-- Start Records supplied --
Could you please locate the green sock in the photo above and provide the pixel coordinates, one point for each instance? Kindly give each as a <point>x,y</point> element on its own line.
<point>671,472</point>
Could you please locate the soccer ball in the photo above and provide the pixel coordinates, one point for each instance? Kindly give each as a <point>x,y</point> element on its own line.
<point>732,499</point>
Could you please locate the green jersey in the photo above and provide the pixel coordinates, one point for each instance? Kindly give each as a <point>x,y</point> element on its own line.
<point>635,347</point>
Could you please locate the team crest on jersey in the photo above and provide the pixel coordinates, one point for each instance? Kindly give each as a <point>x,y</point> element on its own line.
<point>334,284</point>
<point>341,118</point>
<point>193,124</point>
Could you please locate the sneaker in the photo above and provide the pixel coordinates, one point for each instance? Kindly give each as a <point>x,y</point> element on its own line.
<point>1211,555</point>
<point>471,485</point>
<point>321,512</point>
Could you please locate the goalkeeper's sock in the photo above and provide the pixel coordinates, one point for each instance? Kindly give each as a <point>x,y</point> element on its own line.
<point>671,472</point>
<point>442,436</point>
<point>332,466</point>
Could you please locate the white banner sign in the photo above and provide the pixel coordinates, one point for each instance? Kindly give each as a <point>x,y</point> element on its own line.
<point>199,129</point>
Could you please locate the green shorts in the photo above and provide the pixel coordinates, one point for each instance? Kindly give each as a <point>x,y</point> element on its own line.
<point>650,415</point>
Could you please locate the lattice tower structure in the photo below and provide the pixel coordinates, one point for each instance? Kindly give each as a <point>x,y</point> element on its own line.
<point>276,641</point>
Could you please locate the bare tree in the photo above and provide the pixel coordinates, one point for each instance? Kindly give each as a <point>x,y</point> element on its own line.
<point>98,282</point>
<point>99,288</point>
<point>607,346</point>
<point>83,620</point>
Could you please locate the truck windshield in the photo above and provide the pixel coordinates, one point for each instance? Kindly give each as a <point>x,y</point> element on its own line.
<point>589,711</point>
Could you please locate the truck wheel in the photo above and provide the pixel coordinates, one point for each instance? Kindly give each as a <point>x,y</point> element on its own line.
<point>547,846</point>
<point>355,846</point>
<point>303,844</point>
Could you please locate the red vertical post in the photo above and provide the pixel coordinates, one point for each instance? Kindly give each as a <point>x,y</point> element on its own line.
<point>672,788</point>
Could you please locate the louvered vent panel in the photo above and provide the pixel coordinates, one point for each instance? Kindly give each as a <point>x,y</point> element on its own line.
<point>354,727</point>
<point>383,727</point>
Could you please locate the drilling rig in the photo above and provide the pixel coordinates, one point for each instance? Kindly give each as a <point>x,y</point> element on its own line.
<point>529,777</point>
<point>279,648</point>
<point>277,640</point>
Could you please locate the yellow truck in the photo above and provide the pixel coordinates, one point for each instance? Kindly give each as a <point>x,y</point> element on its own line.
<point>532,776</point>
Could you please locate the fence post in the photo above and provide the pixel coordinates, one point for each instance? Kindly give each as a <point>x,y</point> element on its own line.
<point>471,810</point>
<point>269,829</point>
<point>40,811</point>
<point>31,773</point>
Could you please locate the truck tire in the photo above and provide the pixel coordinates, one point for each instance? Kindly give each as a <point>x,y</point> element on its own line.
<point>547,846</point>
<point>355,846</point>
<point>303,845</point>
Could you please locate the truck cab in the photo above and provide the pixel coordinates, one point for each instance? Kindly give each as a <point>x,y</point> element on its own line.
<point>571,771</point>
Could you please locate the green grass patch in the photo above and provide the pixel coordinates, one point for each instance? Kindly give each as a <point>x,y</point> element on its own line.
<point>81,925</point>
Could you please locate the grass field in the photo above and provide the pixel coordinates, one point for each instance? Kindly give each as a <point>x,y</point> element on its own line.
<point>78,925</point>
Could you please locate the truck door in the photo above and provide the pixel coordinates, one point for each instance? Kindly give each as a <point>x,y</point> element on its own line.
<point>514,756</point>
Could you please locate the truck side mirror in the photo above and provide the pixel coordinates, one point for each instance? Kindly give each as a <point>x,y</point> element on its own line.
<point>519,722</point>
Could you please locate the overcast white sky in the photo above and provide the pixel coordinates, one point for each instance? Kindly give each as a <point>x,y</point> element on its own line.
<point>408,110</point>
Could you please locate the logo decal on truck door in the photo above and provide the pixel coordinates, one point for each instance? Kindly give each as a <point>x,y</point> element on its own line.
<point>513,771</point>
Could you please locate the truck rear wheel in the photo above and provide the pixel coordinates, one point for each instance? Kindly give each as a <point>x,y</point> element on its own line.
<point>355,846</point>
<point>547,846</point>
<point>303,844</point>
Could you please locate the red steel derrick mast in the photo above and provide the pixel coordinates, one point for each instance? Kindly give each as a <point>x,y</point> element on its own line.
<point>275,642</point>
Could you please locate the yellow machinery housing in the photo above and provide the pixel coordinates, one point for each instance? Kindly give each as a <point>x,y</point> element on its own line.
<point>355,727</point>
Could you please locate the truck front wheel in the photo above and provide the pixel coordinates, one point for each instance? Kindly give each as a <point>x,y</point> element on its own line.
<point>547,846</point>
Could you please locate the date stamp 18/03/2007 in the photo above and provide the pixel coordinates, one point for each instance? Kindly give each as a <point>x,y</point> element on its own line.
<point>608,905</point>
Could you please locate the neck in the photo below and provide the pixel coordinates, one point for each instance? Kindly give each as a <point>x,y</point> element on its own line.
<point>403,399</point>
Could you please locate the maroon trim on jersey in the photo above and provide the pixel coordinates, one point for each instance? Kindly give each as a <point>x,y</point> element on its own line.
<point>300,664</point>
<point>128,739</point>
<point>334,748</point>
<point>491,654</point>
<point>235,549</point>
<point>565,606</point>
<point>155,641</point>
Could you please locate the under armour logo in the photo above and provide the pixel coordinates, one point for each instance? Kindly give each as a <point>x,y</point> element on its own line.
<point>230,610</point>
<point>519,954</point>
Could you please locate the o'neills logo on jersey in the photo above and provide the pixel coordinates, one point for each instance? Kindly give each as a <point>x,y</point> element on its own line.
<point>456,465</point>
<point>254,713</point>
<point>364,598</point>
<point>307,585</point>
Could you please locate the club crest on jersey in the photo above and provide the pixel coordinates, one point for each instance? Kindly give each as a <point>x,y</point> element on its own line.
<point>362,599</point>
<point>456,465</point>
-- End Records supplied --
Written task: Can you arrange all of the data above as a Markdown table with a "Row" column numbering each line and a "Text" column holding that line, leaving out any blank lines?

Solution to the problem:
| Row | Text |
|---|---|
| 1 | Could you please locate the green sock in the photo above and provide the pixel coordinates, one point for each instance? Kindly give each as a <point>x,y</point> element on its own line. |
| 2 | <point>671,472</point> |
| 3 | Could you please locate the soccer ball in the photo above and provide the pixel coordinates, one point for each instance? Kindly give each as a <point>x,y</point> element on its own line. |
| 4 | <point>732,499</point> |
| 5 | Could you please locate the green jersey in the photo above and provide the pixel coordinates, one point for each instance? Kindly give each as a <point>x,y</point> element on its own line. |
| 6 | <point>635,347</point> |
| 7 | Could you please locate the team crest on jersey in the photo above and provide the pixel coordinates, one point for each instance? Kindly give each as a <point>x,y</point> element on its own line. |
| 8 | <point>334,284</point> |
| 9 | <point>341,118</point> |
| 10 | <point>193,124</point> |
| 11 | Could you please locate the sneaker in the photo above and provide the pixel coordinates, one point for each instance? Kindly give each as a <point>x,y</point> element on its own line. |
| 12 | <point>1211,555</point> |
| 13 | <point>471,485</point> |
| 14 | <point>321,512</point> |
| 15 | Could you please locate the goalkeeper's sock in the photo above and provide the pixel coordinates, one point for each instance? Kindly give each as a <point>x,y</point> element on its own line. |
| 16 | <point>671,472</point> |
| 17 | <point>442,436</point> |
| 18 | <point>332,466</point> |
| 19 | Could you please locate the white banner sign in the photo above and provide the pixel coordinates, one point for each instance? Kindly give each as a <point>x,y</point> element on its own line. |
| 20 | <point>199,129</point> |
| 21 | Could you please locate the green shorts in the photo above and provide the pixel coordinates, one point for each instance? Kindly give each as a <point>x,y</point> element on its own line. |
| 22 | <point>650,415</point> |
| 23 | Could you please locate the lattice tower structure in the photo below and provide the pixel coordinates, one point for each instance? Kindly give each as a <point>x,y</point> element on its own line. |
| 24 | <point>276,641</point> |
| 25 | Could you please locate the bare tree in the photo above and provide the pixel coordinates, one point for each instance? Kindly give each as a <point>x,y</point> element on its own line. |
| 26 | <point>98,282</point> |
| 27 | <point>99,288</point> |
| 28 | <point>607,346</point> |
| 29 | <point>83,620</point> |
| 30 | Could you please locate the truck windshield in the photo above and provide the pixel coordinates, one point for each instance? Kindly give each as a <point>x,y</point> element on its own line. |
| 31 | <point>589,711</point> |
| 32 | Could you please locate the truck wheel in the photo above and provide the pixel coordinates, one point for each instance? Kindly give each as a <point>x,y</point> element on its own line. |
| 33 | <point>547,846</point> |
| 34 | <point>355,846</point> |
| 35 | <point>303,844</point> |
| 36 | Could you please locate the red vertical post in the photo above and provide the pixel coordinates, one point for each instance? Kindly give each as a <point>x,y</point> element on its own line. |
| 37 | <point>672,788</point> |
| 38 | Could you please locate the louvered vent panel in the photo above and provide the pixel coordinates, one point for each instance? Kindly give each as a <point>x,y</point> element on its own line. |
| 39 | <point>354,727</point> |
| 40 | <point>383,727</point> |
| 41 | Could you please locate the drilling rig in the photo above and provide the pixel coordinates, one point for each instance? Kindly give each as a <point>x,y</point> element on its own line. |
| 42 | <point>529,777</point> |
| 43 | <point>279,648</point> |
| 44 | <point>277,640</point> |
| 45 | Could you please locate the yellow truck in the photo above and provide the pixel coordinates, one point for each instance? Kindly give each as a <point>x,y</point> element on its own line. |
| 46 | <point>532,776</point> |
| 47 | Could you please locate the fence post in the photo above and provide the pixel coordinates, one point for each instance? Kindly give each as a <point>x,y</point> element on its own line. |
| 48 | <point>471,810</point> |
| 49 | <point>269,829</point> |
| 50 | <point>40,811</point> |
| 51 | <point>31,773</point> |
| 52 | Could you please locate the truck tire in the photo above and provide the pixel coordinates, one point for each instance? Kindly give each as a <point>x,y</point> element on its own line. |
| 53 | <point>547,846</point> |
| 54 | <point>355,846</point> |
| 55 | <point>303,845</point> |
| 56 | Could you please locate the truck cab in the photo above and provide the pixel coordinates, one point for each instance? Kindly give each as a <point>x,y</point> element on its own line. |
| 57 | <point>571,771</point> |
| 58 | Could you please locate the green grass patch in the photo above and provide the pixel coordinates, one point for each instance? Kindly give each as a <point>x,y</point> element on its own line. |
| 59 | <point>81,925</point> |
| 60 | Could you please locate the grass field in the photo above and provide the pixel coordinates, one point for each instance? Kindly give each as a <point>x,y</point> element on its own line. |
| 61 | <point>78,925</point> |
| 62 | Could you please locate the truck door in the photo above and provide the pixel coordinates, one point for each instance? Kindly give each as a <point>x,y</point> element on its own line. |
| 63 | <point>514,756</point> |
| 64 | Could you please locate the truck side mirror in the photo above and provide the pixel coordinates, one point for each instance? Kindly give each as a <point>x,y</point> element on its own line. |
| 65 | <point>519,722</point> |
| 66 | Could you please locate the overcast white sky in the photo above and provide the pixel coordinates, one point for each instance? Kindly give each as a <point>x,y</point> element on its own line. |
| 67 | <point>408,110</point> |
| 68 | Could you please locate the logo decal on truck door in the photo above and provide the pixel coordinates, one point for each instance? Kindly give each as a <point>x,y</point> element on its own line. |
| 69 | <point>513,771</point> |
| 70 | Could you please locate the truck rear wheel in the photo above and provide the pixel coordinates, one point for each instance? Kindly give each as a <point>x,y</point> element on its own line. |
| 71 | <point>355,846</point> |
| 72 | <point>547,846</point> |
| 73 | <point>303,844</point> |
| 74 | Could you please locate the red steel derrick mast in the photo above and provide the pixel coordinates, one point for each instance? Kindly give each as a <point>x,y</point> element on its own line. |
| 75 | <point>275,642</point> |
| 76 | Could you please locate the yellow machinery housing in the photo above and provide the pixel coordinates, one point for each instance? Kindly give each as a <point>x,y</point> element on its own line. |
| 77 | <point>355,727</point> |
| 78 | Could you please locate the truck front wheel in the photo above and provide the pixel coordinates, one point for each instance? Kindly give each as a <point>x,y</point> element on its own line. |
| 79 | <point>547,846</point> |
| 80 | Could you please locate the date stamp 18/03/2007 in the photo above and provide the pixel coordinates, one point for each instance? Kindly give each as a <point>x,y</point> element on its own line. |
| 81 | <point>608,905</point> |
| 82 | Could you please locate the neck in the photo below and provide the pixel coordinates, one point for each instance? Kindly give each as a <point>x,y</point> element on its own line. |
| 83 | <point>403,399</point> |
| 84 | Could you please locate the maroon trim on jersey in the photo above and provide the pixel coordinates, one point for each instance? Kindly give each as a <point>x,y</point> element on its own line. |
| 85 | <point>300,664</point> |
| 86 | <point>128,739</point> |
| 87 | <point>334,748</point> |
| 88 | <point>491,654</point> |
| 89 | <point>235,549</point> |
| 90 | <point>565,606</point> |
| 91 | <point>155,641</point> |
| 92 | Could you please locate the under armour logo in the photo above and provide the pixel coordinates, one point for each instance? Kindly give each as a <point>x,y</point> element on its own line. |
| 93 | <point>230,610</point> |
| 94 | <point>519,954</point> |
| 95 | Could you please locate the o'neills logo on jersey in the photo above and provide the pixel coordinates, one point for each instance? Kindly give each as a <point>x,y</point> element on its own line. |
| 96 | <point>456,465</point> |
| 97 | <point>254,713</point> |
| 98 | <point>364,598</point> |
| 99 | <point>307,585</point> |
| 100 | Could you please locate the club crest on jersey in the photo above and provide the pixel coordinates, one point for each instance? Kindly give each as a <point>x,y</point> element on its own line. |
| 101 | <point>362,599</point> |
| 102 | <point>456,465</point> |